TASK | Retype each entry below, keeping every character the same.

RECORDS SHOWN |
▼
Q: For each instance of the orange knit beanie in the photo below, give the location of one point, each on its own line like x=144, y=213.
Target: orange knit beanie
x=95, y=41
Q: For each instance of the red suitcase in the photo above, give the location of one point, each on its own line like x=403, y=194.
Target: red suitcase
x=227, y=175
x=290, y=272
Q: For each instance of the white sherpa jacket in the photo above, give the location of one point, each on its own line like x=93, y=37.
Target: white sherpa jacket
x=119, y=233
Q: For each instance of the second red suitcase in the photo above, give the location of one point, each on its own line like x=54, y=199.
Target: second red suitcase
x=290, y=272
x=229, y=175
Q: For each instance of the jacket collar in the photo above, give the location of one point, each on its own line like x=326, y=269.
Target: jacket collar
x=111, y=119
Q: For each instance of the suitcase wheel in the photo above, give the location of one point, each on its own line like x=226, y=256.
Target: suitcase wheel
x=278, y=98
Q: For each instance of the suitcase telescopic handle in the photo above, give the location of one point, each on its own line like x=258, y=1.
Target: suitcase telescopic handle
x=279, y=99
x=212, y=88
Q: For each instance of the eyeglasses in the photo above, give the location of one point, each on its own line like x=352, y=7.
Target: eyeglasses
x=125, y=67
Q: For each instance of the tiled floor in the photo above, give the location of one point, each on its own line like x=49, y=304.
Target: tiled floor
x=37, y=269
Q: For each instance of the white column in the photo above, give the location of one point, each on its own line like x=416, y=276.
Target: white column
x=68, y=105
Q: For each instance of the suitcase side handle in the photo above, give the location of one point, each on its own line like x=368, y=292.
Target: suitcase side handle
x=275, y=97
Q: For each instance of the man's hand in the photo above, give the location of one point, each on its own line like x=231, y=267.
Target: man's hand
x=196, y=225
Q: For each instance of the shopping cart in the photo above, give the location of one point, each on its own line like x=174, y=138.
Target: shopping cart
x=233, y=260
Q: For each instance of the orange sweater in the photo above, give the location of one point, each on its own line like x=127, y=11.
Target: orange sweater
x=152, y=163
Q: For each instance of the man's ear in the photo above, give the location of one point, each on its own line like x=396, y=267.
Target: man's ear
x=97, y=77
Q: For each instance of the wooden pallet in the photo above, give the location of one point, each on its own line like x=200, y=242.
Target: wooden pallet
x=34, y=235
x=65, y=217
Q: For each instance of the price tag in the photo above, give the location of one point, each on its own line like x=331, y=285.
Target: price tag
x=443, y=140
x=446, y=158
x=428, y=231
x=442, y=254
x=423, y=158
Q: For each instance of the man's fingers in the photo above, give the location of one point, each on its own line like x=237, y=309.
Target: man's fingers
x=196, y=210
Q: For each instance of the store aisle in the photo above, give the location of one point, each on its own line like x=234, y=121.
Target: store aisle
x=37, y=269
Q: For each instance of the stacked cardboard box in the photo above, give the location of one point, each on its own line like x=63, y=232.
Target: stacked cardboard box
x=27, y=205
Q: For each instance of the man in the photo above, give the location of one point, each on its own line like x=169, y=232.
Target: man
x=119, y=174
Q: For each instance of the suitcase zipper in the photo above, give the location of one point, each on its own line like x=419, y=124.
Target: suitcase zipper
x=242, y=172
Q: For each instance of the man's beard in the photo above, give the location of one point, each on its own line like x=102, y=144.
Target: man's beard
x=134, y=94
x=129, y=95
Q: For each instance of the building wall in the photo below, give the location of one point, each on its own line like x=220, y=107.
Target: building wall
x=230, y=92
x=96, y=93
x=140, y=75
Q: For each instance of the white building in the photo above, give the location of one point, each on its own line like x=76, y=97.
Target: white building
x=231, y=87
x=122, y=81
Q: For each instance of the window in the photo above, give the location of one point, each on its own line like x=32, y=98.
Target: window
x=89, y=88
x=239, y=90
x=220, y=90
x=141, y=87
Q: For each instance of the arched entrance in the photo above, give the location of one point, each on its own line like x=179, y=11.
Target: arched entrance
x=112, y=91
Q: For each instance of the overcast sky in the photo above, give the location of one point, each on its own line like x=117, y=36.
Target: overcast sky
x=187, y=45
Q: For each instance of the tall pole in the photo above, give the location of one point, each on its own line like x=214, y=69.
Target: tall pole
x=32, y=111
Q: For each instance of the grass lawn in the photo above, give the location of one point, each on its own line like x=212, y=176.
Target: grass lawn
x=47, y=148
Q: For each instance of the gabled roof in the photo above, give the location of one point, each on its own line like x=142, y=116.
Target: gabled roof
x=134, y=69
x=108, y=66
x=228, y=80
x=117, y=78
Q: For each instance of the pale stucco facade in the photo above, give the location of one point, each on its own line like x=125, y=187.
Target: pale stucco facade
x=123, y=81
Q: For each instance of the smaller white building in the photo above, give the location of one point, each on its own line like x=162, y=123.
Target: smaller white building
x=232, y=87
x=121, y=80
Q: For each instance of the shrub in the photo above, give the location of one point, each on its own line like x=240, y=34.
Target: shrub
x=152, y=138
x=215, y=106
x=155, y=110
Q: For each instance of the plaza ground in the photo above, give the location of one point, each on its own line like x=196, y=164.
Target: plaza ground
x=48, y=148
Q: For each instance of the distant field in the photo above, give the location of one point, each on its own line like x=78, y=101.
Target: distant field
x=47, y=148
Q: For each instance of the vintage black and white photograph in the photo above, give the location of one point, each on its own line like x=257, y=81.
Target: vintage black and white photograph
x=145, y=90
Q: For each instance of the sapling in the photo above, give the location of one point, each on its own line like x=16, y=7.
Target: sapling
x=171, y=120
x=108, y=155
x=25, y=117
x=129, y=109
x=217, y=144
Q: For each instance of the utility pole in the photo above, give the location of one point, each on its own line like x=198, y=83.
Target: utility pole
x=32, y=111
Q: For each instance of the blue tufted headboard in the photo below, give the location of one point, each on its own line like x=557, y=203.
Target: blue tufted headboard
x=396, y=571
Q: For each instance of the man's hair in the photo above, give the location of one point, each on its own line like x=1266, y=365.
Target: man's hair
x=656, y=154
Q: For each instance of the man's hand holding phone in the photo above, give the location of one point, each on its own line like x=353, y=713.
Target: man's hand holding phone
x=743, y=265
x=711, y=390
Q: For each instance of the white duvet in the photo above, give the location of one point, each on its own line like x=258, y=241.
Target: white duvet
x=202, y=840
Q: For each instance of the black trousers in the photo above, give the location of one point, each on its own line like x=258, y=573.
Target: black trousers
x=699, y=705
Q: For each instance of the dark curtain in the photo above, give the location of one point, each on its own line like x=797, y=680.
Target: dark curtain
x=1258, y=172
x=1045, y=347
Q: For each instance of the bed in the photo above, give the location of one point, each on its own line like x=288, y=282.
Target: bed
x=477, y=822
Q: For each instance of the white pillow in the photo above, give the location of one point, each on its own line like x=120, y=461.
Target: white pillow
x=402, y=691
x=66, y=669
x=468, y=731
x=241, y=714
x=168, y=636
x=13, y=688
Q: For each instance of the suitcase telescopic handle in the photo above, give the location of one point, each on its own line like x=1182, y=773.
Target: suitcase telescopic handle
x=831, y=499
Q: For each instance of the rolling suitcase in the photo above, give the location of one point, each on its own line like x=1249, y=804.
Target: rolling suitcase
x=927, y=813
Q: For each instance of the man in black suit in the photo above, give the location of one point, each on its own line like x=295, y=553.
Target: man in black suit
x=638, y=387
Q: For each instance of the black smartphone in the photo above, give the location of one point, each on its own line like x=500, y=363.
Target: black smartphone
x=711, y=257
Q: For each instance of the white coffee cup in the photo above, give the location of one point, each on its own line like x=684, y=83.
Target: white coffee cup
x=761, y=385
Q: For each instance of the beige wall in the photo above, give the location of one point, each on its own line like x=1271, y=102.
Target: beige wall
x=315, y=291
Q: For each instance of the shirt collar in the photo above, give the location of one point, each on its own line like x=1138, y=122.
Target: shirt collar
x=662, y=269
▲
SOLUTION TO THIS PROBLEM |
Q: For each instance of the orange knit beanie in the photo below, give the location of one point, each on its own line like x=144, y=213.
Target: orange knit beanie
x=95, y=41
Q: For each instance of the red suitcase in the photo above, give the location of one point, each on its own line like x=403, y=194.
Target: red suitcase
x=227, y=175
x=290, y=272
Q: For each instance of the white sherpa jacket in the photo above, give the location of one point, each on its own line like x=93, y=37.
Target: white sherpa jacket
x=119, y=233
Q: For each instance of the second red suitcase in the photo above, give the location of one point, each on its own line like x=54, y=199.
Target: second red suitcase
x=290, y=272
x=229, y=175
Q: For each instance of the jacket collar in the photo above, give the location of one point, each on its own line like x=326, y=269.
Target: jacket collar
x=111, y=119
Q: For each instance of the suitcase wheel in the photo above, give the location of one point, each on its own line like x=226, y=256.
Target: suitcase wheel
x=278, y=98
Q: For each instance of the suitcase telescopic handle in the photo above, give the location of one point, each on its own line like x=258, y=1.
Target: suitcase telescopic handle
x=279, y=99
x=212, y=88
Q: For each instance of the eyeglasses in the photo above, give the location of one point, each on its own line like x=352, y=7.
Target: eyeglasses
x=125, y=67
Q: For each instance of the tiled floor in the photo above, give the location of one point, each on its own line like x=49, y=304.
Target: tiled floor
x=37, y=269
Q: For each instance of the white column in the photo above, give the location of one point, each on its own line like x=416, y=276.
Target: white column
x=68, y=105
Q: For each instance of the suitcase side handle in the photo above, give the location of one point, each on its own line like x=368, y=292.
Target: suitcase side handle
x=275, y=97
Q: For each instance of the man's hand in the photo above, give the location of one point, each on its own line like x=231, y=267.
Target: man's hand
x=196, y=225
Q: For each instance of the shopping cart in the photo above, give the location of one point, each on its own line like x=174, y=138.
Target: shopping cart
x=233, y=260
Q: For each instance of the orange sweater in the photo above, give the location of one point, each on its own line like x=127, y=11.
Target: orange sweater
x=152, y=163
Q: For each instance of the man's ear in the photo above, give the location of one point, each on its own line like x=396, y=267.
Target: man's ear
x=97, y=77
Q: For each instance of the wooden pallet in the photo above, give the location of one point, each on its own line like x=200, y=242.
Target: wooden pallet
x=34, y=235
x=65, y=217
Q: For each instance of the price tag in the photo above, give the location of one point, each on its own line like x=331, y=285.
Target: price tag
x=443, y=140
x=446, y=158
x=428, y=231
x=442, y=254
x=423, y=158
Q: For each instance of the man's fingers in the photo above, give the location of one point, each on its own line like x=237, y=309.
Target: man's fingers
x=196, y=210
Q: For each instance of the store aisle in the photo above, give the location of one point, each on its own line like x=234, y=121.
Target: store aisle
x=37, y=269
Q: For each instance of the stacked cardboard box in the photo above, give the location of one point, each on its own line like x=63, y=232.
Target: stacked cardboard box
x=27, y=205
Q: For each instance of the man in the photo above, give the location of one point, each on its own line like x=169, y=232.
Target: man
x=119, y=174
Q: For each instance of the suitcase zipper in the photo above, give the location of one point, each on its own line like x=419, y=124.
Target: suitcase zipper
x=242, y=172
Q: For each instance of the man's beard in the photo above, give the location of one point, each on its own line like x=102, y=144.
Target: man's beard
x=134, y=94
x=129, y=95
Q: For each instance of the building wall in the photo below, give the location of one point, each on its own line like x=220, y=107.
Target: building wall
x=230, y=92
x=96, y=93
x=140, y=75
Q: For each instance of the white building in the photo above, give the location of one point, each on its own line like x=76, y=97.
Target: white building
x=231, y=87
x=122, y=81
Q: For each instance of the window in the photo above, give the location of one point, each on its own line like x=32, y=98.
Target: window
x=89, y=88
x=239, y=90
x=220, y=90
x=141, y=87
Q: For each instance of the arched entrance in the photo above, give the location of one point, each on its own line like x=179, y=11.
Target: arched entrance
x=112, y=91
Q: For each instance of the overcast sky in the photo above, give the location of one point, each on its own line like x=117, y=36.
Target: overcast sky
x=187, y=45
Q: For each instance of the tall pole in the photo above, give the location of one point, each on its own line like x=214, y=69.
Target: tall pole
x=32, y=111
Q: For each instance of the grass lawn in the photo above, give the location of one point, each on its own line like x=212, y=176.
Target: grass lawn
x=47, y=148
Q: For each instance of the gabled roof in the photo above, give the location of one point, each on its own line like x=142, y=116.
Target: gabled roof
x=134, y=69
x=108, y=66
x=228, y=80
x=117, y=78
Q: For each instance of the pale stucco facade in the photo above, give the location of one point, each on its own line like x=125, y=187.
Target: pale stucco facade
x=123, y=81
Q: For each instance of the smaller white building in the photo above, give the location of one point, each on its own line like x=162, y=123.
Target: smaller white building
x=232, y=87
x=121, y=80
Q: For each instance of the shrub in the photo above, give the location of one point, each on its own line like x=240, y=34.
Target: shrub
x=152, y=138
x=215, y=106
x=155, y=110
Q: For each instance of the plaza ground in the photo above, give the location of one point, each on its own line like x=196, y=164.
Target: plaza ground
x=48, y=148
Q: For each instance of the distant field in the photo above, give the location of one point, each on its own line like x=78, y=101.
Target: distant field
x=47, y=148
Q: For each instance of the vintage black and white photograph in the photo above, give the location of one point, each on its own line like x=257, y=81.
Target: vintage black and white photograph
x=145, y=90
Q: For each instance of the sapling in the photo above, give the location of one point, each on its own line like x=16, y=7.
Target: sapling
x=171, y=120
x=108, y=155
x=25, y=117
x=129, y=109
x=217, y=144
Q: For each instance of the utility pole in the photo above, give the location of one point, each on its own line like x=198, y=83.
Target: utility pole
x=32, y=111
Q: For each instance of the blue tufted headboard in the photo below, give the location of one point, each on its own line like x=557, y=203.
Target: blue tufted headboard
x=396, y=571
Q: For each instance of the man's hair in the photo above, give the location of one point, each on its own line like x=1266, y=365.
Target: man's hair
x=656, y=154
Q: For each instance of the man's hand holding phone in the photo above, give the location of one point, each on its own line like x=353, y=713.
Target: man's hand holding phone
x=743, y=265
x=711, y=390
Q: For each instance of the white duvet in the photo above, give the location of one point, each on its own line like x=258, y=241.
Target: white duvet
x=202, y=840
Q: For each instance of the black trousers in the photo above, give the location of one point, each on its own line like x=258, y=573.
Target: black trousers
x=699, y=705
Q: For each instance of the dark curtain in the photo above, give the location of one point, each on its own line like x=797, y=680.
Target: dark curtain
x=1258, y=172
x=1045, y=347
Q: For each instance of the bed in the photo above, give the location of one point, each on its own line like x=288, y=282.
Target: bed
x=477, y=822
Q: For each instance of the white pillow in the photo above, give the location of one point, each on its own line like x=120, y=461.
Target: white pillow
x=402, y=691
x=66, y=669
x=468, y=731
x=241, y=714
x=168, y=636
x=13, y=688
Q: For each instance of the suitcase telescopic handle in the photo above, give the location of one point, each on its own line like x=1182, y=773.
Target: suitcase telescopic handle
x=831, y=499
Q: For each instance of the rolling suitcase in the photo above, give the location of one point, each on its own line like x=1249, y=804.
Target: rolling suitcase
x=927, y=813
Q: For each instance of the man in black suit in the photo above, give the location of one point, each on its own line like x=295, y=553.
Target: man in black suit
x=638, y=387
Q: For each instance of the black smartphone in the photo above, give the location of one point, each on its own line like x=500, y=363.
Target: black smartphone
x=711, y=257
Q: For each instance of the white coffee cup in the photo above, give the location of one point, each on its own line like x=684, y=83.
Target: white coffee cup
x=761, y=385
Q: For each instance of the beige wall in the photo above, give the location of one point, each on its own line like x=1271, y=102.
Target: beige wall
x=315, y=291
Q: For each instance of the shirt collar in the photo above, give the location of one point, each on its own line like x=1138, y=122.
Target: shirt collar
x=662, y=269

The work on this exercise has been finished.